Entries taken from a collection
-------------------------

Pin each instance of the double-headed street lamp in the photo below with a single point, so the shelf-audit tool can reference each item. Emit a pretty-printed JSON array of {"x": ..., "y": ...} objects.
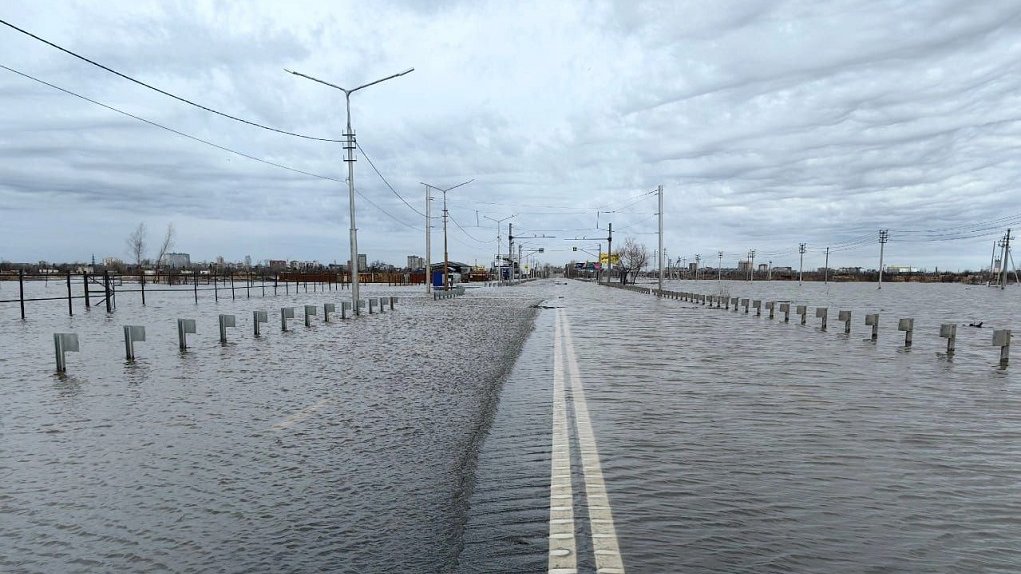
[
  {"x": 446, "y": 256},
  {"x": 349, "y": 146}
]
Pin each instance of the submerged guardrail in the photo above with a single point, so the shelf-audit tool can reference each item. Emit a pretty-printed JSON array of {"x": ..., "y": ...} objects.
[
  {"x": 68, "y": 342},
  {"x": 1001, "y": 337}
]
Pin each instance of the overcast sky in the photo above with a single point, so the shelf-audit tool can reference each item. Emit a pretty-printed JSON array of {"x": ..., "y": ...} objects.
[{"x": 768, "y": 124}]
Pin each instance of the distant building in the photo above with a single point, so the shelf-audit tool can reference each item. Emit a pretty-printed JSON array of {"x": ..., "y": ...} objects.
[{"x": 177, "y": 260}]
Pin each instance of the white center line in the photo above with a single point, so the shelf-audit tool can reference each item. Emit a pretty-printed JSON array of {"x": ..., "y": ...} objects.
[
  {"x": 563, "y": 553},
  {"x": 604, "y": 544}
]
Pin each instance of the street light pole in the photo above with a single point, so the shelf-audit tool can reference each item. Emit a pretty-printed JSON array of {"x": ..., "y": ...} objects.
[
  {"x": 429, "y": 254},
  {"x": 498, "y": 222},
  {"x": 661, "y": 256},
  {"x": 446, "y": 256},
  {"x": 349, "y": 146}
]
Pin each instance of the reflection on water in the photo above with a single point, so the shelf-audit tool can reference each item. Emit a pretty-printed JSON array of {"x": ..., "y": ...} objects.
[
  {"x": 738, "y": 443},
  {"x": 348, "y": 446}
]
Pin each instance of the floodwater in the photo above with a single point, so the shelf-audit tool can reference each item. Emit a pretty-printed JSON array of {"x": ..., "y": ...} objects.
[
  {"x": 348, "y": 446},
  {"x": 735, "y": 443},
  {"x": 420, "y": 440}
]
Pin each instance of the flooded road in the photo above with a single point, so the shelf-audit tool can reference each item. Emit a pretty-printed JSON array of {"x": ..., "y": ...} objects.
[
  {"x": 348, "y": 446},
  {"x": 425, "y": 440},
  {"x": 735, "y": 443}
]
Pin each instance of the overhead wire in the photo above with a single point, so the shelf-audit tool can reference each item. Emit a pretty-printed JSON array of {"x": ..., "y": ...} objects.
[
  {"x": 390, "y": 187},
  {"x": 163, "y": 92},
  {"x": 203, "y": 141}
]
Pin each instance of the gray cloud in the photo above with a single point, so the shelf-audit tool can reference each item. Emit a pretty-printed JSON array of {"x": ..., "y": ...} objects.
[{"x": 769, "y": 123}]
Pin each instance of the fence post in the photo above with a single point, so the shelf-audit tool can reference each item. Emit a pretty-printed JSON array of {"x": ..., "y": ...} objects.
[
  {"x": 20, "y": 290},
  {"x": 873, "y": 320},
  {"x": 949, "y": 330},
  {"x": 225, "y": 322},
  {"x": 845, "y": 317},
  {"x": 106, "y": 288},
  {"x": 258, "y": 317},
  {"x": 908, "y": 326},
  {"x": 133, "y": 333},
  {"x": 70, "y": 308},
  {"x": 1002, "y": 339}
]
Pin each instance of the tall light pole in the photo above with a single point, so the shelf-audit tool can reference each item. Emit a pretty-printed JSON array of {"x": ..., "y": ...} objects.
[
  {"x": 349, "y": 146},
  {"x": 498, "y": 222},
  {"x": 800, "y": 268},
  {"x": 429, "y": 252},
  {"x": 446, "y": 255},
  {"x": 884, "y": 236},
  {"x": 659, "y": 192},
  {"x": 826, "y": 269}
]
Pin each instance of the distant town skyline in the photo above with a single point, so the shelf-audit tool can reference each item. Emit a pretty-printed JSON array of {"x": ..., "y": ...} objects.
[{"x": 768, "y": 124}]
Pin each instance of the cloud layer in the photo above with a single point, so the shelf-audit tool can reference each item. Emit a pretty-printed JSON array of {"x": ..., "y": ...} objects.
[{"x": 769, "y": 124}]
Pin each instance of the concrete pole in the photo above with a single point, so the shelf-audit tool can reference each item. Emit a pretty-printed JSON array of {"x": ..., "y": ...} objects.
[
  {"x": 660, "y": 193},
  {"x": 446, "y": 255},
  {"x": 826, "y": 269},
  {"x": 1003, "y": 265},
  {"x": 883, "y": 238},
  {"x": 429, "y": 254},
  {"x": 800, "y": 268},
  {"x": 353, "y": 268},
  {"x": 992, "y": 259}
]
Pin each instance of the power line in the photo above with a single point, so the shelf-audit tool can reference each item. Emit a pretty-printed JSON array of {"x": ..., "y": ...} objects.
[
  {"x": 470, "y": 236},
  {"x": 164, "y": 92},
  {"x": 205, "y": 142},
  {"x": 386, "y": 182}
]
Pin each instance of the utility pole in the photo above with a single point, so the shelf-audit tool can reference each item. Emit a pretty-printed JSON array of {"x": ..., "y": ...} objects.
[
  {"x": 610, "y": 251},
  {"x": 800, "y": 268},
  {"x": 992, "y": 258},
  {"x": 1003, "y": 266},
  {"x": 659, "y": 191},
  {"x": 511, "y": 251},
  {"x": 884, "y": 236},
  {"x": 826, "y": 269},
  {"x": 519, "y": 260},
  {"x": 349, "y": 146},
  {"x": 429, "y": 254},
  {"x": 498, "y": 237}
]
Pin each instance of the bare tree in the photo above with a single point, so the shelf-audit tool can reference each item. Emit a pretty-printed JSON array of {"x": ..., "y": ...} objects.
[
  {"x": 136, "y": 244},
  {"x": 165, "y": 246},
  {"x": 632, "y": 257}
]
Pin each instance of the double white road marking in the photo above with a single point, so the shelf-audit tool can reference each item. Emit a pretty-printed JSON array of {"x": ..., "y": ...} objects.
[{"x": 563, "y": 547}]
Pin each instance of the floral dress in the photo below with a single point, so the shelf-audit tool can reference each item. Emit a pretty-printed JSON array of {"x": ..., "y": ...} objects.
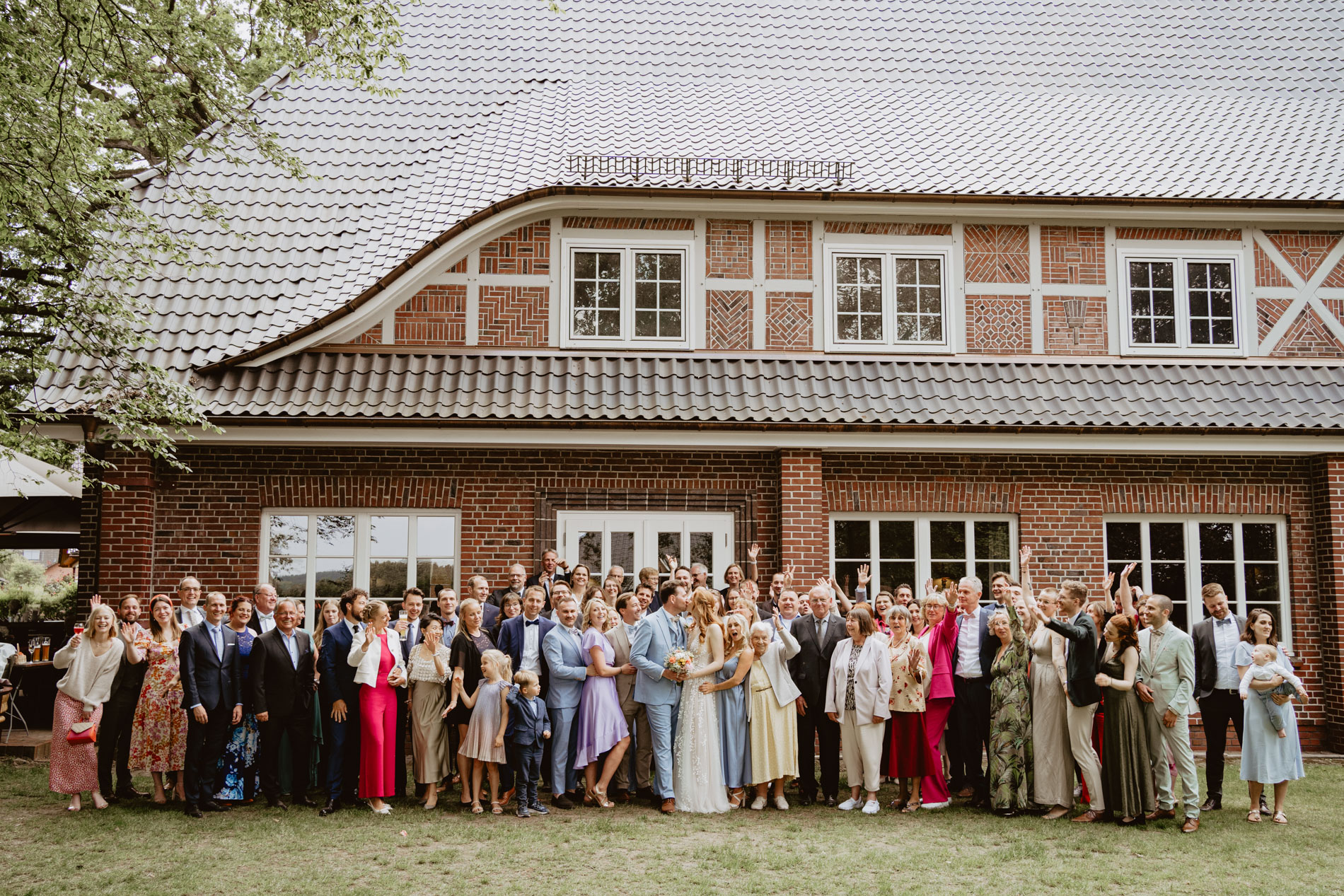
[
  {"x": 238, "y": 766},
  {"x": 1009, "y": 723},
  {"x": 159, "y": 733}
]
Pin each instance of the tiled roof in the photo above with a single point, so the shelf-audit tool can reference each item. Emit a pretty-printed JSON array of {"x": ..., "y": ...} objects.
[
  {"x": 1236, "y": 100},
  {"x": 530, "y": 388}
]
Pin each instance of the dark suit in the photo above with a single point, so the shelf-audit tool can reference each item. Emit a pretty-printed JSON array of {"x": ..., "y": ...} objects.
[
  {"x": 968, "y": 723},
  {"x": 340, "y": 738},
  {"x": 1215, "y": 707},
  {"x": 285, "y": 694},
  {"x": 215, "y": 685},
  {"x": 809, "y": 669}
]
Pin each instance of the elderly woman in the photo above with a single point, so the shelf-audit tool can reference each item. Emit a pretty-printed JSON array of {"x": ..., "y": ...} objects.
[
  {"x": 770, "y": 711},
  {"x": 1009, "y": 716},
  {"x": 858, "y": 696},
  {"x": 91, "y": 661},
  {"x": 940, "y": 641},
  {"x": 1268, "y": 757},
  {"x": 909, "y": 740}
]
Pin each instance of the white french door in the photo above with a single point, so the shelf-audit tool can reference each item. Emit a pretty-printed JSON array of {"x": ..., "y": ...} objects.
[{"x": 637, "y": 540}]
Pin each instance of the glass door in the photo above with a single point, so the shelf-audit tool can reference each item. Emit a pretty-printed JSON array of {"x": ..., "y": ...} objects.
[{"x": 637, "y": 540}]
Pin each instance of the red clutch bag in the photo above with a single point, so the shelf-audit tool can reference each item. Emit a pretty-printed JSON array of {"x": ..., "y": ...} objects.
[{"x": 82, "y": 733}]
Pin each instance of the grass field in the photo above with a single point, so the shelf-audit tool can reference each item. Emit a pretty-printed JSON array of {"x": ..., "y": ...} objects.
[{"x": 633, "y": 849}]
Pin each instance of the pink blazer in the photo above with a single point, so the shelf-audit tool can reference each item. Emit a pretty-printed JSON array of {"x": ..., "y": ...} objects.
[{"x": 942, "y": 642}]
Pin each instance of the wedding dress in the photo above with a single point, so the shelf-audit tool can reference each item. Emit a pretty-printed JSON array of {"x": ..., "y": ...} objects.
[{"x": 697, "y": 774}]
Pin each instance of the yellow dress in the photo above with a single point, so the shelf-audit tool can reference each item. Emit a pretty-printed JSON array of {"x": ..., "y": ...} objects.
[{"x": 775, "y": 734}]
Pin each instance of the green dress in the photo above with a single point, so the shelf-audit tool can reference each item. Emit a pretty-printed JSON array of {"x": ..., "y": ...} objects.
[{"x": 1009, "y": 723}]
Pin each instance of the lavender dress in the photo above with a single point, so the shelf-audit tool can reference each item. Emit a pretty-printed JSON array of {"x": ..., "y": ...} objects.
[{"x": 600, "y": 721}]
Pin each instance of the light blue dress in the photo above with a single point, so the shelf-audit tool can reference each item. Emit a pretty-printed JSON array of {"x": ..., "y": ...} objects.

-------------------------

» **Task goal**:
Quote verbatim the stretch of the listing from the line containing "Pin each instance of the yellow" through the end of the listing.

» **Correct response**:
Pin each instance of the yellow dress in the photo above with a single point, so the shelf-audit tool can reference each item. Emit a pretty-printed JSON array of {"x": ..., "y": ...} objects.
[{"x": 775, "y": 734}]
Pin each instance of the green dress in the photo above with a single point, so the shelf-audit tool can reference each item. Emit a pretty-printed JSON array of {"x": ..., "y": ...} objects.
[{"x": 1009, "y": 723}]
Pin each instance of the lavender dress in the photo above with a single point, so the shelf-audit tool can reference each item. Emit a pretty-printed JSON array of {"x": ..., "y": ...} objects.
[{"x": 600, "y": 721}]
Pin each instance of the light blue dress in the photo above with a single point, so the shelf-audit tool can reference each item. Emit a pretty-printed JSON array of {"x": ..., "y": ...} objects.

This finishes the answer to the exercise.